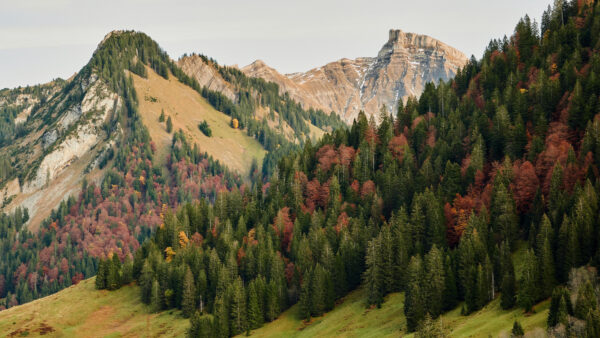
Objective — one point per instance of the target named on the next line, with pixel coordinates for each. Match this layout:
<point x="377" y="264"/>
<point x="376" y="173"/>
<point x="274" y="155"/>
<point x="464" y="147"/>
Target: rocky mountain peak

+++++

* [Task instructions] Give every line of the data above as a JSON list of strings, one string per line, with blank lines left out. Leave the pictures out of the answer.

* [Answer below]
[
  "Objective — one point per instance of the target named on the next line, with pixel coordinates for each. Match this layout:",
  "<point x=\"377\" y=\"264\"/>",
  "<point x=\"376\" y=\"173\"/>",
  "<point x=\"274\" y=\"155\"/>",
  "<point x=\"464\" y=\"147\"/>",
  "Target: rocky mountain peak"
]